● EXERCISE DESCRIPTION
Write out the following listing's lines from the one with "156L217 137L195 140L187" to the one with "positive clicks: (47, 42)", exactly, with both included and no others.

** Opening MATERIAL SHOWN block **

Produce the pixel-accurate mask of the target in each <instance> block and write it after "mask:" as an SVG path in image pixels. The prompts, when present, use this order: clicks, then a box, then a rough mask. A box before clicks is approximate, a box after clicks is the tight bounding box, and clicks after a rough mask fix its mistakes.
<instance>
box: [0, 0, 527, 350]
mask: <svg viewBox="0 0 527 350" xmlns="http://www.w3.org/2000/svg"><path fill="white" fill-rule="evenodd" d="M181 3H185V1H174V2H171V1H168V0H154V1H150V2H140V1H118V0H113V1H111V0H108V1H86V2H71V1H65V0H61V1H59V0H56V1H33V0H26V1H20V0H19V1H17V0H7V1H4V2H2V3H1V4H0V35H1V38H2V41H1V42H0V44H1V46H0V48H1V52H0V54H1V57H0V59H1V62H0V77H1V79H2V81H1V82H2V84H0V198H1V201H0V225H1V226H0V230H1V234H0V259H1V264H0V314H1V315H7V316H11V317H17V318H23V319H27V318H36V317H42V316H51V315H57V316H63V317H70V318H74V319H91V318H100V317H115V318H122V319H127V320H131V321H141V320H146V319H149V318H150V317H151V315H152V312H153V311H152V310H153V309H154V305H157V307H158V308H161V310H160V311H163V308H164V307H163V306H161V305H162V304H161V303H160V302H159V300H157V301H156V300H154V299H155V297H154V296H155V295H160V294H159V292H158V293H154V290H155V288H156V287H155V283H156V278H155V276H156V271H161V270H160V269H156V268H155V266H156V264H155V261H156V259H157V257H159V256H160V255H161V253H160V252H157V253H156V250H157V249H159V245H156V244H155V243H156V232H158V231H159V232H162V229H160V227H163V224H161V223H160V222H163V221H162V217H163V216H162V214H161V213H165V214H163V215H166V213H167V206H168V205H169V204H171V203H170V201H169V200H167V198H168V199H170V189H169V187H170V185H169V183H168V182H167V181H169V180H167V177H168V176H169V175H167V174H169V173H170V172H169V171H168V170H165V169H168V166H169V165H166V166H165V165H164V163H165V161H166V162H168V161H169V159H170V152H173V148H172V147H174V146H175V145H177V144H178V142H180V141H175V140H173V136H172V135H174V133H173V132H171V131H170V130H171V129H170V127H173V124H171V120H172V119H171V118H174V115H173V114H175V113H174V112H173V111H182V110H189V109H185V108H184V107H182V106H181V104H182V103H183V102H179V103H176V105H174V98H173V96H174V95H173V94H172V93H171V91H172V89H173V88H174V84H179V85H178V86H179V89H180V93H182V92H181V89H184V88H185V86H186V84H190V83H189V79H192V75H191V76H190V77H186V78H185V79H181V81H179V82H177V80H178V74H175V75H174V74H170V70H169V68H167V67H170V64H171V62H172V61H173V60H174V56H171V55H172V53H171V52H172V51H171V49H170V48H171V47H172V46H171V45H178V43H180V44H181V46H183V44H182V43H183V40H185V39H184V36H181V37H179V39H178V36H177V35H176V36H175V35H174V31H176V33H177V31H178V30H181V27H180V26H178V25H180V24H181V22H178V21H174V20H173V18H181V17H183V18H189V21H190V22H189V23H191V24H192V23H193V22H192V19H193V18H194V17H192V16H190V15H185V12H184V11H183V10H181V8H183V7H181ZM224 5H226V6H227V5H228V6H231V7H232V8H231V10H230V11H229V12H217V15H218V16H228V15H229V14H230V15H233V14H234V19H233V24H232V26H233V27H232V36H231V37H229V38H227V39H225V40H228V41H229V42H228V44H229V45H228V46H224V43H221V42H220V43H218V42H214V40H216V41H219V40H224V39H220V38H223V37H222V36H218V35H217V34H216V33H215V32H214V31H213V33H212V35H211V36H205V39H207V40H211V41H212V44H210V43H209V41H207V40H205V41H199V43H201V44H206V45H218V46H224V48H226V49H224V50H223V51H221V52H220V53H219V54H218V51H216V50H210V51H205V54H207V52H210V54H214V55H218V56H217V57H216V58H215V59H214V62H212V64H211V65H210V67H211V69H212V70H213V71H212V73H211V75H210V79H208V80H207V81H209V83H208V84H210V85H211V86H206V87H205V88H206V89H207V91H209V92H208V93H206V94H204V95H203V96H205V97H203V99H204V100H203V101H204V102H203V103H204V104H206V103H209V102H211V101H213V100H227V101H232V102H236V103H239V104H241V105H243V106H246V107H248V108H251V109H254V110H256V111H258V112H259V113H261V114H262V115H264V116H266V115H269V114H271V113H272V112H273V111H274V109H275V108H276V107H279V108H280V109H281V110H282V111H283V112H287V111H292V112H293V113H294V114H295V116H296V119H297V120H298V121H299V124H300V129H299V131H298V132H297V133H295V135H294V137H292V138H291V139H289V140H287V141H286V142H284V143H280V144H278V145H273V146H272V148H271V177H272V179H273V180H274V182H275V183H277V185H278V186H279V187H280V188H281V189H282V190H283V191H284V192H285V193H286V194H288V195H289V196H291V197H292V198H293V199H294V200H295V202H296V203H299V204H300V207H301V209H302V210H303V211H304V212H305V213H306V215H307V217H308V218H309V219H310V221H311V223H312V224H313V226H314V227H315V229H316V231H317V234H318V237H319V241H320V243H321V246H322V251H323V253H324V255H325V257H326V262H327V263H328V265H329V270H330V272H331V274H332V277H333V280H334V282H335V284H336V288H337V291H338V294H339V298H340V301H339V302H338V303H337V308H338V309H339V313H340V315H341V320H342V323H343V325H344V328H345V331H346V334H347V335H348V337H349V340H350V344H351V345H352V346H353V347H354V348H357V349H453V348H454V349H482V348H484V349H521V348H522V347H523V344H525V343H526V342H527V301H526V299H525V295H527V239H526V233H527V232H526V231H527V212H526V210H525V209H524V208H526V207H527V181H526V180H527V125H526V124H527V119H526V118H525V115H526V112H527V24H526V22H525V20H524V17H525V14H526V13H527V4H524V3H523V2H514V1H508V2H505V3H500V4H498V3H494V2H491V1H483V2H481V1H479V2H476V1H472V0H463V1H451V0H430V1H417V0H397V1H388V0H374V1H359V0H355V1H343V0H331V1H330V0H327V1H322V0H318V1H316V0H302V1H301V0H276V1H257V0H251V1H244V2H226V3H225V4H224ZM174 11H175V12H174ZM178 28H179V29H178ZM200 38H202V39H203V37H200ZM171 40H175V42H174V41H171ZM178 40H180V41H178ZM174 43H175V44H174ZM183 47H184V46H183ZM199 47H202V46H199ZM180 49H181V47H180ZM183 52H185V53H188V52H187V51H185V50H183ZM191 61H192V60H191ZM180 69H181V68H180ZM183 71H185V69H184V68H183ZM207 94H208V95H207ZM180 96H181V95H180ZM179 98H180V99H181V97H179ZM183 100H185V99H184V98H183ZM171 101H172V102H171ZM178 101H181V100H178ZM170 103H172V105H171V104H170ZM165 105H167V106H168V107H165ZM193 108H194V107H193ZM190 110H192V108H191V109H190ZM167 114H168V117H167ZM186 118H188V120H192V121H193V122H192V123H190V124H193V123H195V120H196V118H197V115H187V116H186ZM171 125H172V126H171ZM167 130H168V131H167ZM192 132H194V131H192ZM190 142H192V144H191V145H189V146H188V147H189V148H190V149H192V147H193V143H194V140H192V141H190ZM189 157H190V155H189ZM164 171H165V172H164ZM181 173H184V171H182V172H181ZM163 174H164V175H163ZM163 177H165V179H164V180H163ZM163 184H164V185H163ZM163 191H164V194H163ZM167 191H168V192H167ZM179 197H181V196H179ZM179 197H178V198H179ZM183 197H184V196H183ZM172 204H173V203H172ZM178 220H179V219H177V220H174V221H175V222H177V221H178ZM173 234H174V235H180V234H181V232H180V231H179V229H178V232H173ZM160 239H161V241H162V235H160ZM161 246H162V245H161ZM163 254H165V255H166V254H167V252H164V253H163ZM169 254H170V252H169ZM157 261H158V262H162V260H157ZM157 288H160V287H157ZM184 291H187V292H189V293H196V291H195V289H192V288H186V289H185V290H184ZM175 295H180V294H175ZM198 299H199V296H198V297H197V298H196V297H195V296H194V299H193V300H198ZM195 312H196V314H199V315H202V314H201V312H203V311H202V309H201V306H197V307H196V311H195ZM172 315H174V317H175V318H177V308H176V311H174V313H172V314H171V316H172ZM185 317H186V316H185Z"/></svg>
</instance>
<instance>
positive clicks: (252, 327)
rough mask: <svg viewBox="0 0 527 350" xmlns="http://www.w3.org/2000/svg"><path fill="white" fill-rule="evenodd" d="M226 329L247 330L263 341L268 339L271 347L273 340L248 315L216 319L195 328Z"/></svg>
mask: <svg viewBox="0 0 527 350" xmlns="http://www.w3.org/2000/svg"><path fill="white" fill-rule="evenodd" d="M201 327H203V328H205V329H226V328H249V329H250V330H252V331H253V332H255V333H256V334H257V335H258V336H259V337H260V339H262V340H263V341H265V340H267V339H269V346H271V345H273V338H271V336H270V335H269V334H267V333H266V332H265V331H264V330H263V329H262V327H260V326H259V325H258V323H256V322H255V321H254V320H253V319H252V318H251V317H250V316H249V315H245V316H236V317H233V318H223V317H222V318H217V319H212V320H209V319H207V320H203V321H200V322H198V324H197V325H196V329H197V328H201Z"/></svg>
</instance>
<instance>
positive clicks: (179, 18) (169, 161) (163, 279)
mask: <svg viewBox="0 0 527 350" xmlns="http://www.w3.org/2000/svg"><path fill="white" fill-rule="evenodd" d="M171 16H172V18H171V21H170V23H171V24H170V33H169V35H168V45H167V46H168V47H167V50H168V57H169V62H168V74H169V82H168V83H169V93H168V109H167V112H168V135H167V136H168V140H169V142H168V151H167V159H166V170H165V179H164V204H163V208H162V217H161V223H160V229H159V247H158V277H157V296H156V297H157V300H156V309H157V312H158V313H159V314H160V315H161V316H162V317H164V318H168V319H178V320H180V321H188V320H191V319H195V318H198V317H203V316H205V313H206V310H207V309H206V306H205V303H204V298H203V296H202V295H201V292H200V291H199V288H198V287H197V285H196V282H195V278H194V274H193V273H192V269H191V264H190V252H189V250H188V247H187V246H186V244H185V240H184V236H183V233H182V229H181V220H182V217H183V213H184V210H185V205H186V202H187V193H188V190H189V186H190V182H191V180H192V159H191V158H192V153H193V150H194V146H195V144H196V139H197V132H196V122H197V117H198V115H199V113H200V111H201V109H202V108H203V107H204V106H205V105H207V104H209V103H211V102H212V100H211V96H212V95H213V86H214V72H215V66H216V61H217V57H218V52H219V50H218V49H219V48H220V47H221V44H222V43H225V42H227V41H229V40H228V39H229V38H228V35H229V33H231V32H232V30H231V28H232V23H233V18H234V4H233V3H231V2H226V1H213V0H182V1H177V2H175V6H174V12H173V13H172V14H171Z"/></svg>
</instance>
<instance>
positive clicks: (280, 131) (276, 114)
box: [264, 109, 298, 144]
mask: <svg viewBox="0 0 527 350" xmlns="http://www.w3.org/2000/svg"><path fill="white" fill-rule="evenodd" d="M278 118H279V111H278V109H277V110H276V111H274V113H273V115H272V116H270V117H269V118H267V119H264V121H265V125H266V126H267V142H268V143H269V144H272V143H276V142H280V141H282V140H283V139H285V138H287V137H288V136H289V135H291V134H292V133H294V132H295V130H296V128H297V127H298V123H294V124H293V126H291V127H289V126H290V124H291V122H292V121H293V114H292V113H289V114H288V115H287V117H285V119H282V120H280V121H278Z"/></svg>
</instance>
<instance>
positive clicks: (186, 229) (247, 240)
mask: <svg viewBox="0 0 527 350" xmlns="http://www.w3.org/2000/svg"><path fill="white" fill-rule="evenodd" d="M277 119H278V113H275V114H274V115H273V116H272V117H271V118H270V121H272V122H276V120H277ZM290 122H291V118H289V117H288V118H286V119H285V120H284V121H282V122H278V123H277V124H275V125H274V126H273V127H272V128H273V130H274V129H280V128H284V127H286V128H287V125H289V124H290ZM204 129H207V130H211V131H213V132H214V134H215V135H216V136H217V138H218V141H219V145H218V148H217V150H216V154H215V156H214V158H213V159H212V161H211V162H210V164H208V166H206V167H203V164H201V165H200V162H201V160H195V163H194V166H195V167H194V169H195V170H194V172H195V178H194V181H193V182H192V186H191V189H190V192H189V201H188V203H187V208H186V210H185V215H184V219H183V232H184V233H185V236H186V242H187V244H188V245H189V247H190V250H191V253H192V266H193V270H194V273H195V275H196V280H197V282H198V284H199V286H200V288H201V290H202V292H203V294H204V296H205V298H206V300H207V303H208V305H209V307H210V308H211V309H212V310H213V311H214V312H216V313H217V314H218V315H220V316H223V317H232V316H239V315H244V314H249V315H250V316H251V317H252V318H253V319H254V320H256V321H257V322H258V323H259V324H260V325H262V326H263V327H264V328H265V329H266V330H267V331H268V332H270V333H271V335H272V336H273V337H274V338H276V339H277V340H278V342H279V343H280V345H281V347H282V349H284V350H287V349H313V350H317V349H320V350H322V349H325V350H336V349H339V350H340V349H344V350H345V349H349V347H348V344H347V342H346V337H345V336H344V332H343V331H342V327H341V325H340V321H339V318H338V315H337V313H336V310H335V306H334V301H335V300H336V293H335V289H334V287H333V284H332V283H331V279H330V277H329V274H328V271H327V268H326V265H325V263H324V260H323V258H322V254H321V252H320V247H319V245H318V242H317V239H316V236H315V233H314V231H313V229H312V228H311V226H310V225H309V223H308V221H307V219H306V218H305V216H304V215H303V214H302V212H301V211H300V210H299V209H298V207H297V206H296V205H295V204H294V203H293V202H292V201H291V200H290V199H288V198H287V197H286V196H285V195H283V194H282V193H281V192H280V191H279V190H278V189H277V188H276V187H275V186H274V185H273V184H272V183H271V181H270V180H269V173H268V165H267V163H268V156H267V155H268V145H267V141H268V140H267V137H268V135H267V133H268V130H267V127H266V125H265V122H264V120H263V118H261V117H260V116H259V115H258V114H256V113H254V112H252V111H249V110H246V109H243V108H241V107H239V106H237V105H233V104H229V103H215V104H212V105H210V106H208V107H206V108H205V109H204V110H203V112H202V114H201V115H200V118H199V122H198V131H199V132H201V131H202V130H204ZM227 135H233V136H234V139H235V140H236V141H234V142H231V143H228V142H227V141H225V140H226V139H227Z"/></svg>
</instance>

** Closing MATERIAL SHOWN block **
** Opening MATERIAL SHOWN block **

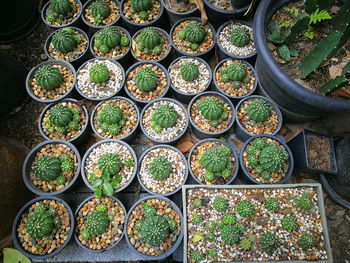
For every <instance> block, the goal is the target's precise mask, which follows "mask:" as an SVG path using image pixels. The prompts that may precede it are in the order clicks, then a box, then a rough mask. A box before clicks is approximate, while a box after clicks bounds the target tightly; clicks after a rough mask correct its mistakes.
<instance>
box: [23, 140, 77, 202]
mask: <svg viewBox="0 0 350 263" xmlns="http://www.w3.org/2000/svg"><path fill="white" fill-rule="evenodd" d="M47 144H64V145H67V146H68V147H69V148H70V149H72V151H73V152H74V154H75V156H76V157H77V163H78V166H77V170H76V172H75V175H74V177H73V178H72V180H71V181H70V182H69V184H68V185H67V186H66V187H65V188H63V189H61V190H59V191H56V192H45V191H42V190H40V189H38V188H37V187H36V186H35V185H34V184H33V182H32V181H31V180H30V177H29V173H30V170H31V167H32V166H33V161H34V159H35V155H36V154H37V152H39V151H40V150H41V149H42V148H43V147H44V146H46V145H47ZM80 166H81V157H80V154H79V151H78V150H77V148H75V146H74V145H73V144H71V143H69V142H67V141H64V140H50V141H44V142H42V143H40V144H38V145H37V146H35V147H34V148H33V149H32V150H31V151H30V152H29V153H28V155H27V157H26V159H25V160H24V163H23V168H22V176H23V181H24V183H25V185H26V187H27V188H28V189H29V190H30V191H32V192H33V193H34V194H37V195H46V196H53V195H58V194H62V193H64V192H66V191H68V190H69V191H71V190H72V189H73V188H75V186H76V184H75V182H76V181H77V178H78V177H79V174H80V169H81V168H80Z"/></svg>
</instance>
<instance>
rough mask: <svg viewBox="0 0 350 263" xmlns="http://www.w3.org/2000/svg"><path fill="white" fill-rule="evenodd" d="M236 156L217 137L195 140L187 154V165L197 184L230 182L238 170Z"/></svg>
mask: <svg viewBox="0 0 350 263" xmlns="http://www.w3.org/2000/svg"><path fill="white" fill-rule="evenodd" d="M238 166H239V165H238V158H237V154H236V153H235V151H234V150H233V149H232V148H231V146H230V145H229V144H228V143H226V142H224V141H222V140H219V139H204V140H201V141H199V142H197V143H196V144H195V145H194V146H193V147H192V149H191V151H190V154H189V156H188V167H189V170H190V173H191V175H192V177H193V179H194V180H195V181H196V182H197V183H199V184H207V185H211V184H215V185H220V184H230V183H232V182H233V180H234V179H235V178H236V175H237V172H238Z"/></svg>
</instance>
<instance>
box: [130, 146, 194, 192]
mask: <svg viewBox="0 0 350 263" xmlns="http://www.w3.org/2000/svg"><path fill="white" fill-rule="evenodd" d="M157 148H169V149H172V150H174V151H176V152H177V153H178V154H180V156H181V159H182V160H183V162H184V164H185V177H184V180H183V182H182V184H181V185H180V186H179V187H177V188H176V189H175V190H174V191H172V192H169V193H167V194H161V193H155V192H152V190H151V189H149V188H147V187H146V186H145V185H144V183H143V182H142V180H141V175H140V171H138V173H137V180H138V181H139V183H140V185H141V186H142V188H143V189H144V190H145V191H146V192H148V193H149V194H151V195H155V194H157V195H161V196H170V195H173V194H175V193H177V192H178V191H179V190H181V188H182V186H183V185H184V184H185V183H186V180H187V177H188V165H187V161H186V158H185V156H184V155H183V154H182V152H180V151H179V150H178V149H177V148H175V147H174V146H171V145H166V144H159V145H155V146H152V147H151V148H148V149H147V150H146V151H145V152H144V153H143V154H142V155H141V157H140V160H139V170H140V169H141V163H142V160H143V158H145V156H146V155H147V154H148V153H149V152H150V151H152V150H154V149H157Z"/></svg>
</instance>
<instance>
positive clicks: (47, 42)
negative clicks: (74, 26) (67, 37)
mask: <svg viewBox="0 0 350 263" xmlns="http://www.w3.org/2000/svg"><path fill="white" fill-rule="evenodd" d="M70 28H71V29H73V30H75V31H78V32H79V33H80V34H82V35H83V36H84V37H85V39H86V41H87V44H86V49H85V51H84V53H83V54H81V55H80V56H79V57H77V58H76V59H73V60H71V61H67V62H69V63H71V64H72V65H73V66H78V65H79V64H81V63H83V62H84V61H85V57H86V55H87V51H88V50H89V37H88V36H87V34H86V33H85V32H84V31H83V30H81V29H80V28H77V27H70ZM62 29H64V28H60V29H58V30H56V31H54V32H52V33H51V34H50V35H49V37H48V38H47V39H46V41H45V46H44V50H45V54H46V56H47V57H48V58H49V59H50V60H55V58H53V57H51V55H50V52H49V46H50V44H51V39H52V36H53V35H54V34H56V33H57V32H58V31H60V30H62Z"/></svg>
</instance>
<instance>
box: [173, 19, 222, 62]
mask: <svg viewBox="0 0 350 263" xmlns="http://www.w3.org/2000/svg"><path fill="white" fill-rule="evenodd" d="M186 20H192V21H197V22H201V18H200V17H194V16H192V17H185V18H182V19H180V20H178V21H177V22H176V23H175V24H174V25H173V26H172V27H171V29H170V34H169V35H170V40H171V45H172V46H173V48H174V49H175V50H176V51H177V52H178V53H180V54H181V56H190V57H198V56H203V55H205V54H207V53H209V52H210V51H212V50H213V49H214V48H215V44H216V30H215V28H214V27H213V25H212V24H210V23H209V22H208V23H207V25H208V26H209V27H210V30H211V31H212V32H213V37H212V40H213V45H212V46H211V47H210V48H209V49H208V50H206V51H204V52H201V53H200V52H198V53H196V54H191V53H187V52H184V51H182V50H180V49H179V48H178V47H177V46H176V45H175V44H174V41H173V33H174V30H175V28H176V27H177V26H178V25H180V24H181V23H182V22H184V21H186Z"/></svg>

** Closing MATERIAL SHOWN block **
** Opening MATERIAL SHOWN block **

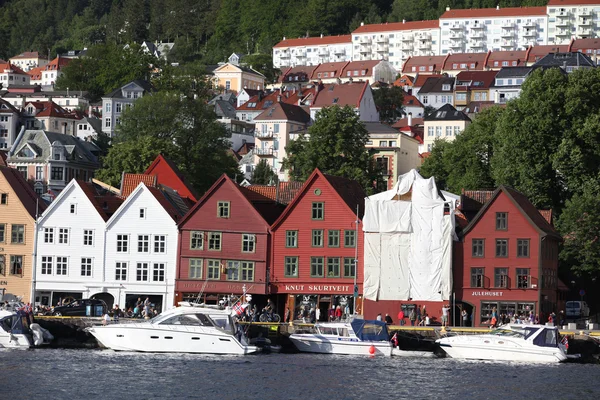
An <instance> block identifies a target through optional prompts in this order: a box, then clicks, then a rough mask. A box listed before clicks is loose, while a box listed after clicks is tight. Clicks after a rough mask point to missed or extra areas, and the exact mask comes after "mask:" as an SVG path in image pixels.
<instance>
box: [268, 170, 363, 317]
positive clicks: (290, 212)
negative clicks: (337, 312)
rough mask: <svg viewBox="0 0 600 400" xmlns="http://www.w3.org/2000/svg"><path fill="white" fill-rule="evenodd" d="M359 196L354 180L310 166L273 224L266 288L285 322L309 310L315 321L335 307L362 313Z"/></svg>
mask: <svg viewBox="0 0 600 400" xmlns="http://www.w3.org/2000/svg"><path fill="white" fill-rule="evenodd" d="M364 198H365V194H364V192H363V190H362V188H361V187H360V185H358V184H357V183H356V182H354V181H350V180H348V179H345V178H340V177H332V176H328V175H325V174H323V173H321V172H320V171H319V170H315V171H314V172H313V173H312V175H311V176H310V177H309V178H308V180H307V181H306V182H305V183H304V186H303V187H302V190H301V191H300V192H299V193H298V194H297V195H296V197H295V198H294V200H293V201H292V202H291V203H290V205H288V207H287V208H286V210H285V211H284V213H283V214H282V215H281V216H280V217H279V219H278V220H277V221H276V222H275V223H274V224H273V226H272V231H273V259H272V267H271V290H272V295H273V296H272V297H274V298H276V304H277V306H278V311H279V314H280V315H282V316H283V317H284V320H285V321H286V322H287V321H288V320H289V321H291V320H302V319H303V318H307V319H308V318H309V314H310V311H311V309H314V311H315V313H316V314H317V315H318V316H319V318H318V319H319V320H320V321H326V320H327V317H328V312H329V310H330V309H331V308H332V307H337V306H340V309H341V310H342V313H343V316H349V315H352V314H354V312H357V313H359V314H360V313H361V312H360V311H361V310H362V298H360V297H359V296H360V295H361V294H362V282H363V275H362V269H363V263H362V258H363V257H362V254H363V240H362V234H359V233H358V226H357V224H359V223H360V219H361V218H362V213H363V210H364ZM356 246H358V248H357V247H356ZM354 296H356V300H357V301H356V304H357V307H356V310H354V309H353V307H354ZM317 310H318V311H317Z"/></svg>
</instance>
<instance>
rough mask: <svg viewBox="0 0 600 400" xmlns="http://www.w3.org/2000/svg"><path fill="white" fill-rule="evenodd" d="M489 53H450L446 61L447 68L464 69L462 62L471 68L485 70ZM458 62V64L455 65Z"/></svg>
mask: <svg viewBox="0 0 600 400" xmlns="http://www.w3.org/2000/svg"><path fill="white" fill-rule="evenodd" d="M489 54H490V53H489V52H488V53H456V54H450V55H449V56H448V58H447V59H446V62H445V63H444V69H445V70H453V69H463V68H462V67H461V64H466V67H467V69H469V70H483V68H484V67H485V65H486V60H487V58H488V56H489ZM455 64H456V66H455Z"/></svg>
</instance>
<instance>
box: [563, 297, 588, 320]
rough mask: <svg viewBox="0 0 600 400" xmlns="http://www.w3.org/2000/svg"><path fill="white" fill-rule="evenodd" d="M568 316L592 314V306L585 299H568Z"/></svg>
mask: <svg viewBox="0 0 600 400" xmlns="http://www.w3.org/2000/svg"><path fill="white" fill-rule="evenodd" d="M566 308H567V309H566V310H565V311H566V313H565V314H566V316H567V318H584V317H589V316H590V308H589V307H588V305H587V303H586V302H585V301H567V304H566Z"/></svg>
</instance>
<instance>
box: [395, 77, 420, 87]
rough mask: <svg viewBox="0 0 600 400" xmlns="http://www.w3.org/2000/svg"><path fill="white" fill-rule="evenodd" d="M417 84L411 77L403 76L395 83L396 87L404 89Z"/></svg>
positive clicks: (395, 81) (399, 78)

** Closing MATERIAL SHOWN block **

● WRITTEN ANSWER
rough mask: <svg viewBox="0 0 350 263" xmlns="http://www.w3.org/2000/svg"><path fill="white" fill-rule="evenodd" d="M236 156L217 137L195 140L187 154V165L197 184L230 182L238 170Z"/></svg>
mask: <svg viewBox="0 0 350 263" xmlns="http://www.w3.org/2000/svg"><path fill="white" fill-rule="evenodd" d="M238 166H239V165H238V158H237V154H236V153H235V151H234V150H233V149H232V148H231V146H230V145H229V144H228V143H226V142H224V141H222V140H219V139H204V140H201V141H199V142H197V143H196V144H195V145H194V146H193V147H192V149H191V151H190V154H189V156H188V167H189V170H190V173H191V175H192V177H193V179H194V180H195V181H196V182H197V183H199V184H207V185H211V184H215V185H220V184H230V183H232V182H233V180H234V179H235V178H236V175H237V172H238Z"/></svg>
</instance>
<instance>
box: [130, 146, 194, 192]
mask: <svg viewBox="0 0 350 263" xmlns="http://www.w3.org/2000/svg"><path fill="white" fill-rule="evenodd" d="M157 148H169V149H172V150H174V151H176V152H177V153H178V154H180V156H181V159H182V160H183V162H184V164H185V177H184V180H183V182H182V184H181V185H180V186H179V187H177V188H176V189H175V190H174V191H172V192H169V193H167V194H161V193H155V192H152V190H151V189H149V188H147V187H146V186H145V185H144V183H143V182H142V180H141V175H140V171H138V173H137V180H138V181H139V183H140V185H141V186H142V188H143V189H144V190H145V191H146V192H148V193H149V194H151V195H155V194H157V195H161V196H170V195H173V194H175V193H177V192H178V191H179V190H181V188H182V186H183V185H184V184H185V183H186V180H187V177H188V165H187V161H186V158H185V156H184V155H183V154H182V152H180V151H179V150H178V149H177V148H175V147H174V146H171V145H166V144H159V145H155V146H152V147H151V148H148V149H147V150H146V151H145V152H144V153H143V154H142V155H141V157H140V160H139V170H140V169H141V163H142V160H143V158H145V156H146V155H147V154H148V153H149V152H150V151H152V150H154V149H157Z"/></svg>
</instance>
<instance>
positive clicks: (47, 42)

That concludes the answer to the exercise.